-- Start of DATA LISTING --

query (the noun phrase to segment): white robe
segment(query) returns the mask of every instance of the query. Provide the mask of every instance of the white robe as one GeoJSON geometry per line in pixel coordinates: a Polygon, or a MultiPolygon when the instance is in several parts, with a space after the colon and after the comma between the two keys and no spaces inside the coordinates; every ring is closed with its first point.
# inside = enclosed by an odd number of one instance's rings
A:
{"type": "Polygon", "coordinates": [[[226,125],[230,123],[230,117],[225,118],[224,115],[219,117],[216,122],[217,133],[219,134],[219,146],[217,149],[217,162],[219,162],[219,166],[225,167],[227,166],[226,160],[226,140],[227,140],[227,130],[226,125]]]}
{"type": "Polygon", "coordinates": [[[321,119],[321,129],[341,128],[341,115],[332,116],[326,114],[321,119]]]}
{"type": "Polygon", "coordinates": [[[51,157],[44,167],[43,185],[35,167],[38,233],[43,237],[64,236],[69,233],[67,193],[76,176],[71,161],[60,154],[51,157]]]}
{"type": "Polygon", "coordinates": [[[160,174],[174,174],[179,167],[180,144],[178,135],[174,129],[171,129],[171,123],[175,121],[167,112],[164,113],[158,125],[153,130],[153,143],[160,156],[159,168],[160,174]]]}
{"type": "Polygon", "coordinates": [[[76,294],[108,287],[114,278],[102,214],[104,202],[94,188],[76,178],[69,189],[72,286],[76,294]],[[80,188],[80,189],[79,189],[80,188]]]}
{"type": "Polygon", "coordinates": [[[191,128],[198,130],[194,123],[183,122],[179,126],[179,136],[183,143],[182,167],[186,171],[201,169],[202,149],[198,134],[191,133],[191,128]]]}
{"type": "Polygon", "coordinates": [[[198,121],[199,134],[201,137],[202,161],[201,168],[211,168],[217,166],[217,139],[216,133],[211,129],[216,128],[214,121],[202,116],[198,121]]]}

-- End of DATA LISTING --

PROBLEM STATEMENT |
Starting at the top of the entries and stopping after the line that contains "# inside = enclosed", lay out each line as a row of a Markdown table with the columns Number and Line, skipping any blank lines.

CORRECT OUTPUT |
| Number | Line |
|---|---|
| 1 | query (the noun phrase to segment): white robe |
| 2 | segment(query) returns the mask of every instance of the query. Provide the mask of every instance of the white robe as one GeoJSON geometry per line in pixel coordinates: a Polygon, or a MultiPolygon when the instance is in several parts, with a space after the colon and after the comma between the two keys and no spaces inside the coordinates; every ring is closed with its first point. |
| 3 | # inside = enclosed by an odd number of one instance's rings |